▼

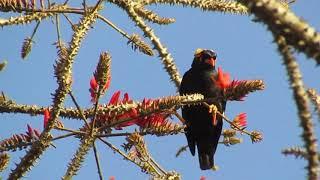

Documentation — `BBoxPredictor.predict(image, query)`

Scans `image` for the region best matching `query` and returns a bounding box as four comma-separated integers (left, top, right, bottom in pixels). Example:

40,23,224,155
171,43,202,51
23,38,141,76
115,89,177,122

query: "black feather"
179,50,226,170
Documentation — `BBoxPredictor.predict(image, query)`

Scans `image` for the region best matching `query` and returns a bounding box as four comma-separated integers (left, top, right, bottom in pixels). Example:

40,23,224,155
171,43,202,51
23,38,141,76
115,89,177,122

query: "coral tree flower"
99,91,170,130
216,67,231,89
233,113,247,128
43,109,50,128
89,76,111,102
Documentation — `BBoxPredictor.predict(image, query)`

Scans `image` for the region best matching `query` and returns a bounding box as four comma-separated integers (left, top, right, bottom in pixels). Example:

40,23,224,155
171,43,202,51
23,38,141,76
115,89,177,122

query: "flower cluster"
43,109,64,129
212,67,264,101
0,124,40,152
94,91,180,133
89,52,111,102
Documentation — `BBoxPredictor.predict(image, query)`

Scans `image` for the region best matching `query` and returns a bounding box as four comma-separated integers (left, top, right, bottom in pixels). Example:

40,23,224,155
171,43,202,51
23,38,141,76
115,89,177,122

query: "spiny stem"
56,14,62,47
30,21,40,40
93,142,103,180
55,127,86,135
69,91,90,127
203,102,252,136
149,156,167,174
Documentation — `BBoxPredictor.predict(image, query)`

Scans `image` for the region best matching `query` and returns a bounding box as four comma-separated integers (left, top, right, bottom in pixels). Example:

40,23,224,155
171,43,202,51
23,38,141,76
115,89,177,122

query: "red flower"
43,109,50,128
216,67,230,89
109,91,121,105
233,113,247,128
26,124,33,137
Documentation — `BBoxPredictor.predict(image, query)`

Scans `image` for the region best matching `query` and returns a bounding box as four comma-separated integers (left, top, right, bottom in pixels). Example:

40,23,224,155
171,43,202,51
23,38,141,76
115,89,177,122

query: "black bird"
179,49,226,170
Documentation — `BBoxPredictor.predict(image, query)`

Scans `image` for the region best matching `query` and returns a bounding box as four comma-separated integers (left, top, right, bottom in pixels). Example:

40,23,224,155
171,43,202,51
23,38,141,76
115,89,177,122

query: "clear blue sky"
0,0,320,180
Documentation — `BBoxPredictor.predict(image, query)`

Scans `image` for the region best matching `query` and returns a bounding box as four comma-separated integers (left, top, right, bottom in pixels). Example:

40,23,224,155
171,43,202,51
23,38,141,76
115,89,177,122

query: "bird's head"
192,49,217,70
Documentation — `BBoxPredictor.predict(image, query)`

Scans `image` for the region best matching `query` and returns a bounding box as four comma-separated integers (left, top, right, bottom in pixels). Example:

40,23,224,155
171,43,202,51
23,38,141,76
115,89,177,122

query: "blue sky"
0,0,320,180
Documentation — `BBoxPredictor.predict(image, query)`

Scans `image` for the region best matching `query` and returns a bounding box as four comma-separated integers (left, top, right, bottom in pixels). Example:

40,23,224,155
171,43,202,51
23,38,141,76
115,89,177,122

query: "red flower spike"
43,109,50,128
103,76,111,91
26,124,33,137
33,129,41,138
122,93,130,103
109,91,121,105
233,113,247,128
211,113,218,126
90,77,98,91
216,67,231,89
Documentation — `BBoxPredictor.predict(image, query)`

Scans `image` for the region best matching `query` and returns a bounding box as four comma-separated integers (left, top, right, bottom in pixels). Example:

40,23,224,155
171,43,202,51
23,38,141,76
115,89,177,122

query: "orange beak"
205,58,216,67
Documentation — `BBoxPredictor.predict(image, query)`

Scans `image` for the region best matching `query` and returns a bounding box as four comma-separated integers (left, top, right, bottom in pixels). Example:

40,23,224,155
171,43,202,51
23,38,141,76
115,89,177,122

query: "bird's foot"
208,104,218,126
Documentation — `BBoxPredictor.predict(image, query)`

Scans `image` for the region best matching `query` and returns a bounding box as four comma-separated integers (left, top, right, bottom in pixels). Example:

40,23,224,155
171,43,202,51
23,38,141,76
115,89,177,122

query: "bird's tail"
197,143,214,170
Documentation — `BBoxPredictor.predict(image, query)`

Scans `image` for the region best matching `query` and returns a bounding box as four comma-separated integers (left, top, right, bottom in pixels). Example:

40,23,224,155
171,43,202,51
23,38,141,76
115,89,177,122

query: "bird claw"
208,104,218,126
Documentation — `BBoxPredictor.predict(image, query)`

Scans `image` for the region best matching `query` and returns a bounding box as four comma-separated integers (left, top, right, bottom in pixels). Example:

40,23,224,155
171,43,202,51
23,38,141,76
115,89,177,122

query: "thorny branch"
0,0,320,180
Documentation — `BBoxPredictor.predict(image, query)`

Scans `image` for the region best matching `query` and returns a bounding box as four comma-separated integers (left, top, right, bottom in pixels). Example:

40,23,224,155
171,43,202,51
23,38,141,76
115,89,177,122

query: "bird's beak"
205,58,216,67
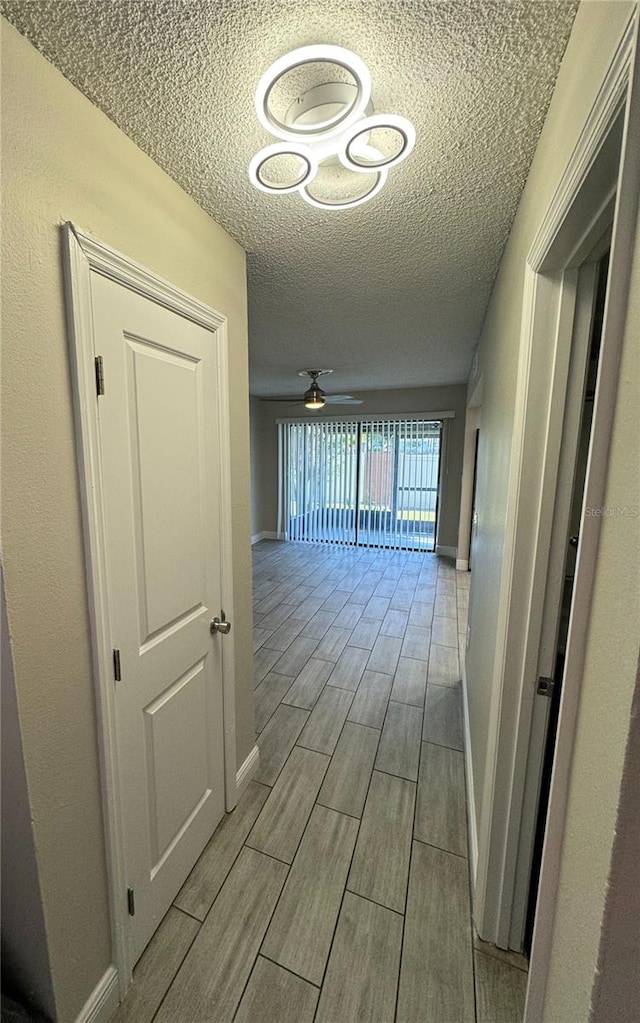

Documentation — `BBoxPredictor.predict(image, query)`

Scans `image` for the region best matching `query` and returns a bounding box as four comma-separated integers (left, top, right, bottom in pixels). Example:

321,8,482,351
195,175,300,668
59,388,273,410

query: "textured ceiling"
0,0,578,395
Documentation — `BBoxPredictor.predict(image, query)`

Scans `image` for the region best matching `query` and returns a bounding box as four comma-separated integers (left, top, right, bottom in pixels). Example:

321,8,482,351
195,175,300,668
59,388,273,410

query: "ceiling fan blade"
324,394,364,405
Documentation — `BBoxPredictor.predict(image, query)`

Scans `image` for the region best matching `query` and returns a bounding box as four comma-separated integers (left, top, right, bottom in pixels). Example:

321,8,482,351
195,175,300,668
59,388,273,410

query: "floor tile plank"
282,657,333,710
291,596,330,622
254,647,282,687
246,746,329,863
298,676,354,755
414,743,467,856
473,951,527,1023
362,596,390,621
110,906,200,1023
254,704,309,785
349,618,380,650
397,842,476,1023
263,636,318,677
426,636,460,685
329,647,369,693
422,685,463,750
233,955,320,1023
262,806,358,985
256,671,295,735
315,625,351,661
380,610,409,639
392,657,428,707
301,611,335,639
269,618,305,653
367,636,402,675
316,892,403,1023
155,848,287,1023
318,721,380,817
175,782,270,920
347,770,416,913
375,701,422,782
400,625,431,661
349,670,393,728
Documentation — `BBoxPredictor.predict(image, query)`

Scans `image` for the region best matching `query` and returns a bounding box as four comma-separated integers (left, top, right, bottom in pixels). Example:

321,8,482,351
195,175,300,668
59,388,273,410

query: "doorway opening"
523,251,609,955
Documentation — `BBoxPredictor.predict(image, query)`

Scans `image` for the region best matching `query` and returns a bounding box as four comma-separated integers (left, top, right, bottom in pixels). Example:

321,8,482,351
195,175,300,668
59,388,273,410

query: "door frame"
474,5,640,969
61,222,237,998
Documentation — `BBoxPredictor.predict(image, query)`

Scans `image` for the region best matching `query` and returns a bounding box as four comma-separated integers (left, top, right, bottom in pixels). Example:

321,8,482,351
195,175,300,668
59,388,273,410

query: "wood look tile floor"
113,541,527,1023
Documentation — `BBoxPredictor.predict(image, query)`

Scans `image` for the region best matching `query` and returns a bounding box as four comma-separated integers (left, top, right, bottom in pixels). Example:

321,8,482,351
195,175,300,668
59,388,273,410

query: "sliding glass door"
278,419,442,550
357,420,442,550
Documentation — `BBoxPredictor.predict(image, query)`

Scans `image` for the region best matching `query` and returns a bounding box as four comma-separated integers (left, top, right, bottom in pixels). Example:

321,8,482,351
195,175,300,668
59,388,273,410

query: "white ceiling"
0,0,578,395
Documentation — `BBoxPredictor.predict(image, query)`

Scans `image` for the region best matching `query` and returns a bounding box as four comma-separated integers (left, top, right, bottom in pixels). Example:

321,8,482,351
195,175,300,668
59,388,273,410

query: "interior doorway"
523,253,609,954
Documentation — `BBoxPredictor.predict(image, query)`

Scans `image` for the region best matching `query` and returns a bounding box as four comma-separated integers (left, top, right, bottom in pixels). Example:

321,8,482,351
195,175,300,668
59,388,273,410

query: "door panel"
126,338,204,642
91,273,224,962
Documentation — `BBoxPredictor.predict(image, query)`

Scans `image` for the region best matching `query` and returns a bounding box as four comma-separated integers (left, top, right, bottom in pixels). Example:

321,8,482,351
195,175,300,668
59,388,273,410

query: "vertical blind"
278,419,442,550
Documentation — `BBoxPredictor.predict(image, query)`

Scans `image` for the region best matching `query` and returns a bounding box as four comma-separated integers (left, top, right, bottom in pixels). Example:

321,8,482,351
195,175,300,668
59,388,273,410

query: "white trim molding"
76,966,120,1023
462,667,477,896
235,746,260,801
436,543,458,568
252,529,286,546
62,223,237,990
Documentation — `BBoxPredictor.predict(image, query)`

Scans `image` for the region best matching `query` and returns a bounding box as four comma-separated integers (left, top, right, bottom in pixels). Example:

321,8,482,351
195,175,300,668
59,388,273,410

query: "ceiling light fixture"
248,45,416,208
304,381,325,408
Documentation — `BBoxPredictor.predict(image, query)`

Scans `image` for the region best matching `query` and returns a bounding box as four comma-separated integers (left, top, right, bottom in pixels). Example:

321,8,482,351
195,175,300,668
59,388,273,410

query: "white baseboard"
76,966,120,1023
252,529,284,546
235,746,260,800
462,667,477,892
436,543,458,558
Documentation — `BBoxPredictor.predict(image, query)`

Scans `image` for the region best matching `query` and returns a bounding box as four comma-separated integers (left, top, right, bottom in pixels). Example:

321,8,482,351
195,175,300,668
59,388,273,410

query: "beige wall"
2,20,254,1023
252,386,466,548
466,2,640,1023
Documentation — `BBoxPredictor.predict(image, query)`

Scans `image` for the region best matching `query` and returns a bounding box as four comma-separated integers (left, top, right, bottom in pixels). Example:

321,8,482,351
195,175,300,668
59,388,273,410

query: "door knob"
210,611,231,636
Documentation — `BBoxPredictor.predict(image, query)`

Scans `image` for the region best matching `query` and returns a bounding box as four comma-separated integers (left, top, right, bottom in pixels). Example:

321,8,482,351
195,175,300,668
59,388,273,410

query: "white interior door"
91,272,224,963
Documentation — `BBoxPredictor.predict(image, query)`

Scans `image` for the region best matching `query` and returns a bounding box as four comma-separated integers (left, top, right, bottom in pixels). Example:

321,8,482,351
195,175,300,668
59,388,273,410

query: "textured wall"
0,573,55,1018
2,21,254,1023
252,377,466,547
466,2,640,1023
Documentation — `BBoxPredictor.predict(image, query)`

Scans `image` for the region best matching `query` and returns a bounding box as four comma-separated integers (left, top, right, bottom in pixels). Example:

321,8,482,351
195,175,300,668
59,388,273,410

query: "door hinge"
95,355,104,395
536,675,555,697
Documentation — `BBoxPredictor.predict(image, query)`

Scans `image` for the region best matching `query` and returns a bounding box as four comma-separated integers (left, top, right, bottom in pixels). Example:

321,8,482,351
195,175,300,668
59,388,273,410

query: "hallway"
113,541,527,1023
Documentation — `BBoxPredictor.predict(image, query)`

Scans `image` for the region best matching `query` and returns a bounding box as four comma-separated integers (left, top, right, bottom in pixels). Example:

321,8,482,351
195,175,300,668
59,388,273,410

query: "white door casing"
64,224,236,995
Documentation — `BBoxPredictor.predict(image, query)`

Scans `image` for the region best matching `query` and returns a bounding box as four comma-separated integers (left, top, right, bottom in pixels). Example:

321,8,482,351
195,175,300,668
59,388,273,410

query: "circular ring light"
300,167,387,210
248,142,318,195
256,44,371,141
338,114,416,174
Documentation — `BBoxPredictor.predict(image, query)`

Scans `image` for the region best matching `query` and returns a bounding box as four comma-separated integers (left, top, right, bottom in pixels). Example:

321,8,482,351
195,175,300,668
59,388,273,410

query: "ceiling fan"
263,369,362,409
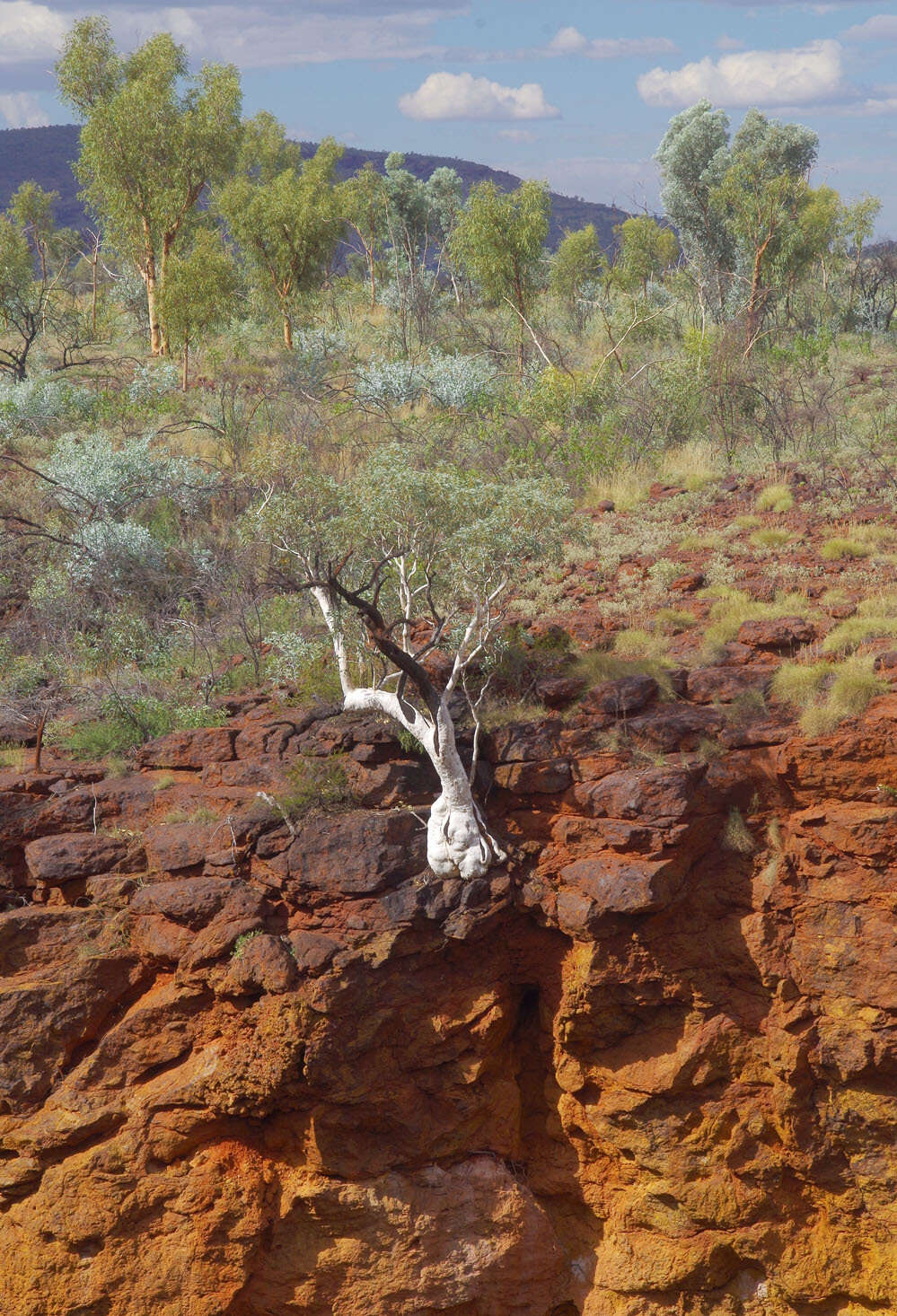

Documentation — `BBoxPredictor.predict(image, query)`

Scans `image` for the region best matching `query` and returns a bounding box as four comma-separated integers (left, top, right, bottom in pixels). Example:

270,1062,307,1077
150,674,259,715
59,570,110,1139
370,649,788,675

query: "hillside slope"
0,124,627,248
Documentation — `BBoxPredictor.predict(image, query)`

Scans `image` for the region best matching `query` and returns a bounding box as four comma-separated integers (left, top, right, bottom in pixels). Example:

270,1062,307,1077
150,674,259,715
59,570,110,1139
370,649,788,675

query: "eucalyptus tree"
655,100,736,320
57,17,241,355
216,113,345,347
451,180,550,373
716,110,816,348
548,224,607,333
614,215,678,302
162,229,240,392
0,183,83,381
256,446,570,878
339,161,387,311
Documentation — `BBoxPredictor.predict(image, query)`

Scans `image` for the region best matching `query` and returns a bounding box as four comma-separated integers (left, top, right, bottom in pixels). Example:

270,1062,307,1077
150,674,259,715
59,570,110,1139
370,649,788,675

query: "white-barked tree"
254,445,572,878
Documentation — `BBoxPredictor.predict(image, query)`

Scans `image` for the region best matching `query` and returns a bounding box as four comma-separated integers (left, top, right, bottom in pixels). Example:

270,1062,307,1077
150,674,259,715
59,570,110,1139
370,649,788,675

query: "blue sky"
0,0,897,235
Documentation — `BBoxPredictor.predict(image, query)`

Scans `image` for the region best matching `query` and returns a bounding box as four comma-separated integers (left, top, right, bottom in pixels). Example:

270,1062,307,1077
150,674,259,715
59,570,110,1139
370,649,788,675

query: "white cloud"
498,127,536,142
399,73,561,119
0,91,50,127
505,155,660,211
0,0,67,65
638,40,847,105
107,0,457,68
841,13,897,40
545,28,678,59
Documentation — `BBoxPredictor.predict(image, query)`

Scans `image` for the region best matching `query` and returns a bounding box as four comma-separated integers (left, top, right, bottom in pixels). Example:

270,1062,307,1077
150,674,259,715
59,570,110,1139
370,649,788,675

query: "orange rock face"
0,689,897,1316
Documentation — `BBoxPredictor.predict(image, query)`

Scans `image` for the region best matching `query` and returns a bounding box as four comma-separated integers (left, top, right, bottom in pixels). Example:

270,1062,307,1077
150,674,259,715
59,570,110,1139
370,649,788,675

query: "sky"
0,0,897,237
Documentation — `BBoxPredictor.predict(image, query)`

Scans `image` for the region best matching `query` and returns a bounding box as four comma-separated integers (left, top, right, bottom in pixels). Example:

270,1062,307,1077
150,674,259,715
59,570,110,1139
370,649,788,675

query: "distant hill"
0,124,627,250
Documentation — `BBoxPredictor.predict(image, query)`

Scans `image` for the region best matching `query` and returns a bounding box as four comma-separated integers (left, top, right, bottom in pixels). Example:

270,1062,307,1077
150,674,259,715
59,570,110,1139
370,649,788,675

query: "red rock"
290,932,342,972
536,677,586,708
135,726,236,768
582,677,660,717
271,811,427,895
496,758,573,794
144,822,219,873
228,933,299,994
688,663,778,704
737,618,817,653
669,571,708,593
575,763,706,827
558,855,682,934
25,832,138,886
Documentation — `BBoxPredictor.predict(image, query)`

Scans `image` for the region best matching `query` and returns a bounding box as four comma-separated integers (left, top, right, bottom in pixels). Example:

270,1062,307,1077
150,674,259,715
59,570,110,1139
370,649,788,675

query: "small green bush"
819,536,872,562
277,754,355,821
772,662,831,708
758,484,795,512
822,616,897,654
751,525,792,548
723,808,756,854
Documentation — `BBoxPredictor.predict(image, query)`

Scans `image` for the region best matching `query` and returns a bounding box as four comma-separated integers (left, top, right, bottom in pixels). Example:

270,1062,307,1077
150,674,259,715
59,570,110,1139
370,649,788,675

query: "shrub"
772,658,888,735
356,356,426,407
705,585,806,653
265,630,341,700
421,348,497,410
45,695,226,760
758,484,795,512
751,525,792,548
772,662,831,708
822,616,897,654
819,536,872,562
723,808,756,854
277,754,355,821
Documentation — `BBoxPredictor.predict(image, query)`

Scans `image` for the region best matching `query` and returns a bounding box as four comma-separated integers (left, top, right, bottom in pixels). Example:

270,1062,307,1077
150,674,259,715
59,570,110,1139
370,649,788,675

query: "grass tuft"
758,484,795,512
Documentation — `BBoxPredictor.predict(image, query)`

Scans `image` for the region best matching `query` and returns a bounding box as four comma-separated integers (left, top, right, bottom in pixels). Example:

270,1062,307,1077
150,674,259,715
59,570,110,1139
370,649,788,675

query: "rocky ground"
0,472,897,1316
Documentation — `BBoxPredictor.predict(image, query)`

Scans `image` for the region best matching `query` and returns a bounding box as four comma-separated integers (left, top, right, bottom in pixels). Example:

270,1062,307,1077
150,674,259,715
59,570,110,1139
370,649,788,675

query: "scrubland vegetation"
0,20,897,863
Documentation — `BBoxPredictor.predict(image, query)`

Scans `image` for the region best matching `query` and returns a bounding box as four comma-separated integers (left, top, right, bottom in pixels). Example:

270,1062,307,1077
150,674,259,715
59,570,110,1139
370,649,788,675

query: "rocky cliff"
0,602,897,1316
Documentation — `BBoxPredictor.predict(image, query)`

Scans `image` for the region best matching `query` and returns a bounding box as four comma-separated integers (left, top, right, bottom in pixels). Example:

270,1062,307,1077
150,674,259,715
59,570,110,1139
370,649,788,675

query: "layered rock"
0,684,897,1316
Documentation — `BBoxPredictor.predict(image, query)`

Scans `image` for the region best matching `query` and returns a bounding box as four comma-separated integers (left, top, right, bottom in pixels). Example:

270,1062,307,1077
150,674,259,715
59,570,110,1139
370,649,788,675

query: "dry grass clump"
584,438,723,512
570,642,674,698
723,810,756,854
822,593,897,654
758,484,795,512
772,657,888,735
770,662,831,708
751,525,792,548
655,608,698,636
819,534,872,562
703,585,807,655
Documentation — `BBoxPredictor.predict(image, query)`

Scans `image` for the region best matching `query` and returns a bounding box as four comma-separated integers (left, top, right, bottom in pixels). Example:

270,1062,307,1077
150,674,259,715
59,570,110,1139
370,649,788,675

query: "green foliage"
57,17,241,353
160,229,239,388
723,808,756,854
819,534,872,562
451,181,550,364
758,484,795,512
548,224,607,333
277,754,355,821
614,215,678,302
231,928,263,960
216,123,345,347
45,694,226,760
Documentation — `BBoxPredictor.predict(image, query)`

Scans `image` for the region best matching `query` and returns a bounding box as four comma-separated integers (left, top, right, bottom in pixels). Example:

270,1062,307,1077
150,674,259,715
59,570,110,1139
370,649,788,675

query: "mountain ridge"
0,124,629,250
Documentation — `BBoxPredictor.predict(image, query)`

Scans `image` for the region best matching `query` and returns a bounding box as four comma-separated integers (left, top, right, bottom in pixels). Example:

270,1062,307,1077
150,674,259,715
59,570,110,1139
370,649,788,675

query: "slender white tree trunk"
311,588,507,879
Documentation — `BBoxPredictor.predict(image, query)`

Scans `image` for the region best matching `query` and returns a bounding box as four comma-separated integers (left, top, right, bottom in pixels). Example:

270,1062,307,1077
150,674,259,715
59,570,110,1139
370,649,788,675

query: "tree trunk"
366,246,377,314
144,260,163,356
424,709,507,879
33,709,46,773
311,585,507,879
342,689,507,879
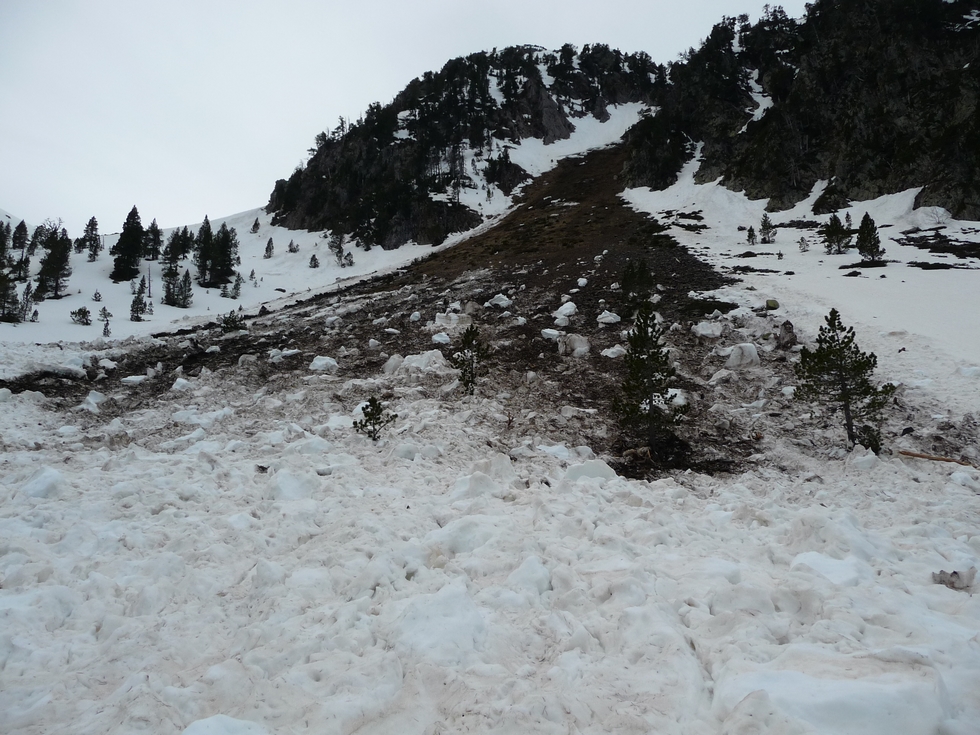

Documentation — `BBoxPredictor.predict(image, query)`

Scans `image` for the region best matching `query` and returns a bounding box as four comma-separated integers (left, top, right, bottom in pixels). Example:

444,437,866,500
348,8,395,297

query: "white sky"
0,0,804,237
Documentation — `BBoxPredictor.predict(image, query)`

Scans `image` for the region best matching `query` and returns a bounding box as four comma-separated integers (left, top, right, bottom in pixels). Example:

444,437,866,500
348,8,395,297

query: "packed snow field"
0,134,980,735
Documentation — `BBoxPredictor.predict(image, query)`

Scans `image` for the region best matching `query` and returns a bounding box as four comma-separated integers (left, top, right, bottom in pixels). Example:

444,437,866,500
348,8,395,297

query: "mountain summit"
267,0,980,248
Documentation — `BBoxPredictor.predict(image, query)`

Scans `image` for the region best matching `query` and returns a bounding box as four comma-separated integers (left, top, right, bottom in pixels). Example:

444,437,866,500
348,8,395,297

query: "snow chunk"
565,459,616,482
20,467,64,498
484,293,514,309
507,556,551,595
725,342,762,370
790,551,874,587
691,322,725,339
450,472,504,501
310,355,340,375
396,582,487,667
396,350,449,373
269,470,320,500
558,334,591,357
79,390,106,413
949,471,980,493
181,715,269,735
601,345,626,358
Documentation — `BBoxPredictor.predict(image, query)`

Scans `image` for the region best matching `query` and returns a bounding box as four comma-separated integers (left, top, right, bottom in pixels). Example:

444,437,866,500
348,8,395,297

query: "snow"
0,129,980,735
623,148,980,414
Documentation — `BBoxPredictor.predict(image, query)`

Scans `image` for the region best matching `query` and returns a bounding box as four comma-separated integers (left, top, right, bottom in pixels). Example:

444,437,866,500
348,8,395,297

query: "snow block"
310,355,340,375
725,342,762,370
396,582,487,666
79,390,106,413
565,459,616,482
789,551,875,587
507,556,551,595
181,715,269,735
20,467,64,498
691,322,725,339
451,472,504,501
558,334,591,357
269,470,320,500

▲

## SET TASK
List every line in the records above that contains the string "flower", matching case.

## ANSWER FOR THIS EXERCISE
query: "coral tree flower"
query: "flower cluster"
query: "red flower"
query: "red flower spike"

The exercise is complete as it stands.